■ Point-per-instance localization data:
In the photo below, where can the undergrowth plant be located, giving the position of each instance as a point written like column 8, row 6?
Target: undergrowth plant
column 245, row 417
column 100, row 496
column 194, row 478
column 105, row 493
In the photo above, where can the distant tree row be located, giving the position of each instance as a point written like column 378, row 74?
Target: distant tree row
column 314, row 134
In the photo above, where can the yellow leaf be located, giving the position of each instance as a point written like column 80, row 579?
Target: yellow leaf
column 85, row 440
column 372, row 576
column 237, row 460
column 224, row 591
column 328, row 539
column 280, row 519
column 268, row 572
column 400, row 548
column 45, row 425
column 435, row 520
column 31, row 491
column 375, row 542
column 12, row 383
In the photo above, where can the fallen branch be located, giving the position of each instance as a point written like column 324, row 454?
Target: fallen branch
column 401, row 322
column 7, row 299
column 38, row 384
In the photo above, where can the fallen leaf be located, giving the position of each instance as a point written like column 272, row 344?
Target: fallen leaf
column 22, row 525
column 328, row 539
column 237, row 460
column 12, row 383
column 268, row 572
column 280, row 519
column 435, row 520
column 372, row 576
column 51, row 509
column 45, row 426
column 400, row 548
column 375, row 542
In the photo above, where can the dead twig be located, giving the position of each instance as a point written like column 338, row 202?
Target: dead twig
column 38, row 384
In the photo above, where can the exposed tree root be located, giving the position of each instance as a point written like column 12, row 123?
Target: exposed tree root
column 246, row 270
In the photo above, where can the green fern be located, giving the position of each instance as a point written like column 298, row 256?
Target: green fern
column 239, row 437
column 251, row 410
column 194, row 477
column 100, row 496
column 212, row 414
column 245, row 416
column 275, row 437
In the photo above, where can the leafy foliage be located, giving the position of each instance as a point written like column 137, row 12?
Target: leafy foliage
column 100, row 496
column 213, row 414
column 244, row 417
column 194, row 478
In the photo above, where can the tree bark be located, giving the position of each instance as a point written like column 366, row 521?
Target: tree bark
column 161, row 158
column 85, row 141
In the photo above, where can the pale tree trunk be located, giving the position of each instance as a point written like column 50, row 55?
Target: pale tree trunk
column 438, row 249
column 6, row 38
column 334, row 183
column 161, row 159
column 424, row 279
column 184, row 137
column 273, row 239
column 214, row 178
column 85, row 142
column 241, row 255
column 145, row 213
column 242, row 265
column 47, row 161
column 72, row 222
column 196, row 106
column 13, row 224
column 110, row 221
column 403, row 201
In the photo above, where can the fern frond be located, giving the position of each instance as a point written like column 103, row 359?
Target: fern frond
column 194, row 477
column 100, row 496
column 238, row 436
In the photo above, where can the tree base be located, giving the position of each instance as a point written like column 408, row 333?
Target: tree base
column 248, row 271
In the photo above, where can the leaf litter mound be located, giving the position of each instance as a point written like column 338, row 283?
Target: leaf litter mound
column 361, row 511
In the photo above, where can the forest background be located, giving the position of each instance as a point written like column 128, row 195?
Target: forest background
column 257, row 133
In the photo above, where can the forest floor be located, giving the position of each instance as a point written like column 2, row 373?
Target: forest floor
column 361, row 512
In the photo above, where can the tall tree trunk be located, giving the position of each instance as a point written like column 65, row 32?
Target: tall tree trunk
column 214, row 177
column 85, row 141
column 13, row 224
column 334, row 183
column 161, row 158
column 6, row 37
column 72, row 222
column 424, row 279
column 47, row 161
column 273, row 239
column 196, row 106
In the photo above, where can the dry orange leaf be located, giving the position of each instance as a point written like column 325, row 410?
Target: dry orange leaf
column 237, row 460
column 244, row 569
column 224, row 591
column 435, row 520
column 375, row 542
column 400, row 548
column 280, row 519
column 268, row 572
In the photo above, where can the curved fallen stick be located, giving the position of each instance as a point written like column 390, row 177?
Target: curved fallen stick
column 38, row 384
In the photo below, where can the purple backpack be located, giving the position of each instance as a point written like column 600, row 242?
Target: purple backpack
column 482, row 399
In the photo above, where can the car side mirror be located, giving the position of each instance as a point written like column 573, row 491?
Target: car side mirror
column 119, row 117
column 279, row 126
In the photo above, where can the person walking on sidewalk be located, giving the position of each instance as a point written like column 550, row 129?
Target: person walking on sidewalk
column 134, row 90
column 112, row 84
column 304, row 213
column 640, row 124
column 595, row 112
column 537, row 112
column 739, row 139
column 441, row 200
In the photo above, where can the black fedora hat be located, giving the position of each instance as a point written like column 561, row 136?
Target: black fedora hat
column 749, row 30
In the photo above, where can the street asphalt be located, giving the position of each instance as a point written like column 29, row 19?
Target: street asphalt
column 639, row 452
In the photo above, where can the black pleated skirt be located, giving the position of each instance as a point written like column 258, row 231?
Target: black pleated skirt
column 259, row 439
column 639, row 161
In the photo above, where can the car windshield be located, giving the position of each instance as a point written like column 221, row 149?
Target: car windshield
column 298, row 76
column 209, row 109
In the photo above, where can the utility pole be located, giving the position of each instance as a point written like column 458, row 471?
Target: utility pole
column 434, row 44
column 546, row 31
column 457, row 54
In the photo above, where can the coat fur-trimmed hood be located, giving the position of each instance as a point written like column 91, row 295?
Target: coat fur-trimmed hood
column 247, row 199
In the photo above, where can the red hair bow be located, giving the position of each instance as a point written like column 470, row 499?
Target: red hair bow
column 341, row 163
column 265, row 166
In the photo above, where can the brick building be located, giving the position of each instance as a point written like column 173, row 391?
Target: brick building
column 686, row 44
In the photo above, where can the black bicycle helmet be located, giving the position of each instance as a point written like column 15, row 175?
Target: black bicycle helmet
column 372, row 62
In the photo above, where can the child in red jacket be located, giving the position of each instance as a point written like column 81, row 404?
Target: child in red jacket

■ EXERCISE:
Of the lines above, retype only those from the line containing "In the photo above, where can the yellow" through the line containing "In the photo above, where can the green", including both, exactly.

■ ANSWER AREA:
In the photo above, where can the yellow leaf be located, giving the position of each instance as a point written like column 80, row 579?
Target: yellow leaf
column 85, row 440
column 372, row 576
column 237, row 460
column 224, row 591
column 328, row 539
column 280, row 519
column 268, row 572
column 400, row 548
column 45, row 425
column 435, row 520
column 31, row 491
column 375, row 542
column 12, row 383
In the photo above, where can the fallen branch be located, giving the position of each instance as a point written like column 324, row 454?
Target: fallen branch
column 401, row 322
column 7, row 299
column 38, row 384
In the photo above, where can the fallen leaf be located, giving the position of each instance as a point written like column 272, row 344?
Target: fallen leaf
column 22, row 525
column 328, row 539
column 237, row 460
column 12, row 383
column 268, row 572
column 280, row 519
column 435, row 520
column 372, row 576
column 51, row 509
column 45, row 426
column 400, row 548
column 375, row 542
In the photo above, where can the dead twig be located, giving the position of each instance as a point written like column 338, row 202?
Target: dead twig
column 38, row 384
In the photo above, where can the exposed tree root be located, giving the position of each instance as a point written like column 12, row 123?
Target: exposed tree root
column 246, row 270
In the photo above, where can the green fern be located, giving the position of each instance as a point written like column 298, row 256?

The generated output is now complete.